**Passage to read**
*-*-*

Clothing and toy stores will stay closed.
Shops will be required to register clients via a Health Ministry application, limit the number of people allowed in at a time, and erect plastic barriers between staff and shoppers.
Most workers in the manufacture and service industries will be allowed back to work, though they will be required to wear masks and practice social distancing. They will be limited to fixed shifts, and fixed transportation to work.
They would also be kept to less than six people in open spaces and sharing equipment like computers will be banned.
Restrictions will also be rolled back to allow childcarers and babysitters to look after three kids at a time from more than one family and Special Education programs will be allowed to return to functioning with groups of three children.
Outdoor prayers for up to 10 are to be allowed, provided social distancing is followed. This comes following widespread anger and some protests among the ultra-Orthodox communities.
Sport activity will be allowed in pairs as far as 500 meters from one’s home. Basketball and soccer will not be allowed at this stage. The report said Netanyahu vetoed a proposal to extend the range, saying he feared mass gatherings in parks and on beaches.
The ministers are also slated to approve a measure allowing police to hand out fines to those who don’t wear masks outside. For the past week, there has been a requirement to wear masks in pubic but police have not been given authority to fine those who refuse to do so.

*-*-*

Change "plastic barriers" to "glass partitions" in the passage on easing restrictions, and write out the text from "Shops will be" up to and including "staff and shoppers.".

**Information**

*-*-*

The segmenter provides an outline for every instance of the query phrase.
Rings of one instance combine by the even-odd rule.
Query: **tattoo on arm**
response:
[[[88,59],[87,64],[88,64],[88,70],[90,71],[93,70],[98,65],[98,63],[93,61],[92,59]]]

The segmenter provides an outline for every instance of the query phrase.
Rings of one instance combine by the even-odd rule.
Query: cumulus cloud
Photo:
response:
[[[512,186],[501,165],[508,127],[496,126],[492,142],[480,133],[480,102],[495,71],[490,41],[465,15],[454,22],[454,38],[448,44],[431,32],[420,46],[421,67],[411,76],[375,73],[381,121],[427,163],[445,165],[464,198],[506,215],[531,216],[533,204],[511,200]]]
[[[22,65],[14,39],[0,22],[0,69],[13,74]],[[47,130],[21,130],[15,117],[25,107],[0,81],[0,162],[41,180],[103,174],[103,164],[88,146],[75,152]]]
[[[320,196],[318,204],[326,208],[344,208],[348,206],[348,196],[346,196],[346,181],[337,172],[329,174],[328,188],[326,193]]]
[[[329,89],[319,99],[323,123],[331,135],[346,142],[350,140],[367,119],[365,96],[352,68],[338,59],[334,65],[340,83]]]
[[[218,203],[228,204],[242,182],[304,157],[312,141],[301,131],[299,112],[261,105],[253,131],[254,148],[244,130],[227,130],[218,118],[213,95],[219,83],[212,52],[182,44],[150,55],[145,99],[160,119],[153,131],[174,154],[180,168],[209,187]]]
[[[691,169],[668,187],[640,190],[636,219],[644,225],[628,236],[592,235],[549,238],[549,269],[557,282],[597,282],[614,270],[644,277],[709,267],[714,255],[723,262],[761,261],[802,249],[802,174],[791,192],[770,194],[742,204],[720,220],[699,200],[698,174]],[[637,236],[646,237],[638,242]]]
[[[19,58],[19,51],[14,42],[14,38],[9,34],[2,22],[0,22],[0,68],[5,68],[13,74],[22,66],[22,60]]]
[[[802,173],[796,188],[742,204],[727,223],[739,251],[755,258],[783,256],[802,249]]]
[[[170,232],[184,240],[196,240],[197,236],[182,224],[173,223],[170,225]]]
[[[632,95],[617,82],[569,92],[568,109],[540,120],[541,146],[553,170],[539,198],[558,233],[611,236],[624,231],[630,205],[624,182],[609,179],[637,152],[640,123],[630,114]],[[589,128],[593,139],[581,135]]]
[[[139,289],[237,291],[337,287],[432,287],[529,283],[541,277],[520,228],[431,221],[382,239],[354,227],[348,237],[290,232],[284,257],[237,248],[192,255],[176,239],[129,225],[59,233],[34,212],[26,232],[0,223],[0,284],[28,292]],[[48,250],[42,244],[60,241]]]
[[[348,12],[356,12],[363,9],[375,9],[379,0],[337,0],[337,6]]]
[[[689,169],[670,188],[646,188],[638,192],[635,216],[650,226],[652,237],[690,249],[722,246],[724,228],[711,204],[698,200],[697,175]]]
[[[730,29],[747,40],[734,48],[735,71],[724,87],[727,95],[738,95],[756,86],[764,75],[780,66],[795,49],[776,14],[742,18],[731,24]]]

*-*-*

**Answer to this problem**
Shops will be required to register clients via a Health Ministry application, limit the number of people allowed in at a time, and erect glass partitions between staff and shoppers.